TEXT EXTRACT:

I was playing in tournament about 2 weeks ago at this course. (Howley Hall Golf Club: Golf course in Leeds,West Yorkshire. www.howleyhall.co.uk)

On the 10th was a longest drive competition so I gave it an almighty smack. 10th - Par 4 - SI 3 - Yards 424. Managed to be off the fairway by no more than 15 cm, but hey!! I was left with a PW to the green. In the light rough I knew it would fly a bit so I played it well back in the stance. I managed to drop it 12 cm from the pin. Wasn't until I got to the green I started smiling like a crazy man.


----------



## Surtees

sounds like a great shot cant wait for the pick


----------



## WindyDayz

11th hole at The River in Louisburg, NC. Par 3. 207 yards from the back tees (blue circle). Pin was about 4 paces off the front (red circle). I hit a 5 iron to about 4 feet left of the pin, hole high. Made the putt. Should have snapped the photo but forgot about this thread. Anyways, here's the aerial.

edit: realized the pic didn't work! should be fixed now


----------



## persona-ball

See now I DO have a camera phone but never hit the grren


----------



## Surtees

lol perso just keep the camera handy you'll hit it one day...


----------



## bigmitch40

I play at the course where that video was taken (not from the women's tee's however). It is about a mile from the campus at my school. Tough little Donald Ross course.


----------



## Surtees

This was at elcho golf course in Lara it was a 30 odd meter chip up on to a temp green as they were regrassing so of the greens on the course it prob would of rolled closer if it a real green. I tapped in for par.


----------



## Tim

No camera shot, but my kid chipped one in today. It was pretty cool.


----------



## 373

Since I've had a week to get over my shyness about admitting what I did...

On the 8th hole at Killian Greens last Saturday, (155 yards), I bladed a 7 iron tee shot. It never got more than 3 feet off the ground. It bounced in front of the green, took a break off the edge of a bunker, ran towards the pin and hit it just slightly off dead center. It actually looked like the pin had absorbed all the shock and the ball stuck there for a second, long enough for me to think it was going in, but then it rolled about 20 feet away. I did make the putt for birdie though, so there was some consolation.

I've made 4 holes in one, but none since my 20's. (It's been nearly 40 yrs since) In all that time, I've hit the odd shot close to the hole, within a couple inches sometimes, but this was the first time I actually hit a pin since my last hole in one.


----------



## Surtees

oh sometimes it the shocking are the ones that get close it's a funny game like that glad to hear you still birdied it!


----------



## 373

I'm about to leave for the course and I know when I get to the 8th hole, I'll never look at it the same way again.


----------



## golfjunk

1 inch today on a short par 3.... I was never so close to a hole-in-one.


----------



## 373

I thought I heard a scream all the way here in Miami... Was that you?


----------



## golfjunk

DennisM said:


> I thought I heard a scream all the way here in Miami... Was that you?

Box-labeled dataset extracts
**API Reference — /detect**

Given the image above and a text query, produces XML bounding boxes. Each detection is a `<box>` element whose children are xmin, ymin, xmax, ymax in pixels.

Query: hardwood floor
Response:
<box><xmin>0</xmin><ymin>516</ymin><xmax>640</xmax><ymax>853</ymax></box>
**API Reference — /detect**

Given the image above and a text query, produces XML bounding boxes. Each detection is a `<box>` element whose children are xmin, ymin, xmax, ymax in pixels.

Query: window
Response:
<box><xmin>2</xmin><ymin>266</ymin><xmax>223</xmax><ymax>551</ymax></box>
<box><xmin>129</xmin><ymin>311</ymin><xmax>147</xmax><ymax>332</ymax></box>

WHAT THIS EXERCISE ASKS:
1. In the golf thread, what club did WindyDayz hit on the 11th hole at The River?
2. Please copy out the golf thread word for word, beginning at the words "On the 10th" and stopping after "a crazy man.".

ANSWER LIST:
1. A 5 iron.

2.
On the 10th was a longest drive competition so I gave it an almighty smack. 10th - Par 4 - SI 3 - Yards 424. Managed to be off the fairway by no more than 15 cm, but hey!! I was left with a PW to the green. In the light rough I knew it would fly a bit so I played it well back in the stance. I managed to drop it 12 cm from the pin. Wasn't until I got to the green I started smiling like a crazy man.